==== Passage provided

WASHINGTON, USA (AFP): US military planes will broadcast pro-democracy messages into communist Cuba as part of a nearly 60-million-dollar plan US President George W. Bush endorsed Thursday to "hasten" Cuban leader Fidel Castro's ouster.

Washington will also tighten restrictions on Cuban-Americans' cash remittances to family members on the island and limit back-and-forth visits families may make between the United States and Cuba to one every three years, officials said.

The goal are to: "undermine" the ageing Castro's that his brother, Raul, succeed him; speed up Cuba's transition to democracy; and put in place US programs and policies in anticipation of what Washington sees as the eventual defeat of Cuban communism, they said.

This "is a strategy that says we're not waiting for the day of Cuban freedom, we are working for the day of freedom in Cuba," Bush said after meeting with the panel, which he created six months ago to recommend a tougher line on Havana.

The Commission for Assistance to a Free Cuba, headed by Secretary of State Colin Powell, aimed "to hasten the day that Cuba will be a free country," he said.

Just days after receiving the commission's 500-page report this week, the president called for improving US-funded television and radio broadcasts into Cuba, which Havana jams, and tightening restrictions on tourism revenue, remittances and family visits.

"This strategy is a strategy that encourages the spending of money to help organizations to protect dissidents and to promote human rights," Bush said. "It is a strategy that encourages a clear voice of the truth being spoken to the Cuban people through Radio and TV Marti."

Among dozens of commission recommendations is spending up to 18 million dollars between now and 2006 to deploy "Commando Solo," a specially outfitted C-130 transport plane that has beamed US messages into Afghanistan and Iraq over the past three years.

========

Work to do — Reproduce a portion of the Cuba policy report word for word. Begin at the words "WASHINGTON, USA (AFP): US" and stop after "communism, they said.".

==== Stored data

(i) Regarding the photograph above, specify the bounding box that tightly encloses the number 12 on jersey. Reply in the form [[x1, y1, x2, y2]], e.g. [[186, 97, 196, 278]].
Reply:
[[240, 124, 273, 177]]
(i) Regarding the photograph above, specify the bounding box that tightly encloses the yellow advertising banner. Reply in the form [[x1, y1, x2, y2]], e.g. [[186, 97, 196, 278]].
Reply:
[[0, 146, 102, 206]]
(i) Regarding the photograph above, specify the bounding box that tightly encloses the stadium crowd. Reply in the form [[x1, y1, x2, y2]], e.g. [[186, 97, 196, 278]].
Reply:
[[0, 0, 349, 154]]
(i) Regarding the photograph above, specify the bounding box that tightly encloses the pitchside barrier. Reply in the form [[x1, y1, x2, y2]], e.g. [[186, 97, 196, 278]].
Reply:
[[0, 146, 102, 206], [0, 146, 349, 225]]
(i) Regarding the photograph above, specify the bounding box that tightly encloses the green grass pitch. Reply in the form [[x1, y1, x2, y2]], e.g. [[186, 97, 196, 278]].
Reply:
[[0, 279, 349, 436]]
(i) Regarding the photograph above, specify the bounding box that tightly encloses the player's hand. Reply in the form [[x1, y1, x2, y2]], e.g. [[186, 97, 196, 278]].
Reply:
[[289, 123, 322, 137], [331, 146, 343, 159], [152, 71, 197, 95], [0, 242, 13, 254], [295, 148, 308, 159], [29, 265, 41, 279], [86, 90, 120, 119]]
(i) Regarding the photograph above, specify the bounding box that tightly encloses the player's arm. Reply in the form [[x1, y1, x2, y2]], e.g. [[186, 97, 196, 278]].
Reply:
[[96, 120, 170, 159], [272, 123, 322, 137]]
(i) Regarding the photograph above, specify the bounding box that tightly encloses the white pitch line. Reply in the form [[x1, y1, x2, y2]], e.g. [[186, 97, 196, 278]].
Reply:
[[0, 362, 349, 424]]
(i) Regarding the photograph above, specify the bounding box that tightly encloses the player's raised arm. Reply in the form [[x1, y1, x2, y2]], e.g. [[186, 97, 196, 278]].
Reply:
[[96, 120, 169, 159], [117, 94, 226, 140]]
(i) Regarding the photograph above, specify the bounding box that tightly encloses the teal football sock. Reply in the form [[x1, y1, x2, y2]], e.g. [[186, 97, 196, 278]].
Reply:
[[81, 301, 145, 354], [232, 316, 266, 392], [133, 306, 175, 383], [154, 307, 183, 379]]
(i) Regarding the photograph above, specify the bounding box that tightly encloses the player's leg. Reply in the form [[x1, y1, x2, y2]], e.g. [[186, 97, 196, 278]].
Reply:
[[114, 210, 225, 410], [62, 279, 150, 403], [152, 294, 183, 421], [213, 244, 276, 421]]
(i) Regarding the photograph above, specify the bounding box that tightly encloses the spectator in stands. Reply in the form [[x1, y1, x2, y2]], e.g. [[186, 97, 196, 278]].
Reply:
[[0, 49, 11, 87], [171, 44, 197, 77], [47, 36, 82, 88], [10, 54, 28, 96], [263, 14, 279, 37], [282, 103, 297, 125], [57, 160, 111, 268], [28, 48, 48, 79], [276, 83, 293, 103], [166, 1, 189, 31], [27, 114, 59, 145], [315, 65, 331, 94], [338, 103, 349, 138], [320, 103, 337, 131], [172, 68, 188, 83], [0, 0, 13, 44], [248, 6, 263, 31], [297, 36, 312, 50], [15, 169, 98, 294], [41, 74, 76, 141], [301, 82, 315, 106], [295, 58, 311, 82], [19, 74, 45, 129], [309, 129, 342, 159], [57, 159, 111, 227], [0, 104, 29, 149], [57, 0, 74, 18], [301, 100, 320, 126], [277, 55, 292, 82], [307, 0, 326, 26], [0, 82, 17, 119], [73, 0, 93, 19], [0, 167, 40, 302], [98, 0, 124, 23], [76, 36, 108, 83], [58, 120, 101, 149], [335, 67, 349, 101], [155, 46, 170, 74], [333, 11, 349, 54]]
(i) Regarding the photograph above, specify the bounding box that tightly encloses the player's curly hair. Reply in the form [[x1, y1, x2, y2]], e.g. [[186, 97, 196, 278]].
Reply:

========

Answer for the task —
WASHINGTON, USA (AFP): US military planes will broadcast pro-democracy messages into communist Cuba as part of a nearly 60-million-dollar plan US President George W. Bush endorsed Thursday to "hasten" Cuban leader Fidel Castro's ouster.

Washington will also tighten restrictions on Cuban-Americans' cash remittances to family members on the island and limit back-and-forth visits families may make between the United States and Cuba to one every three years, officials said.

The goal are to: "undermine" the ageing Castro's that his brother, Raul, succeed him; speed up Cuba's transition to democracy; and put in place US programs and policies in anticipation of what Washington sees as the eventual defeat of Cuban communism, they said.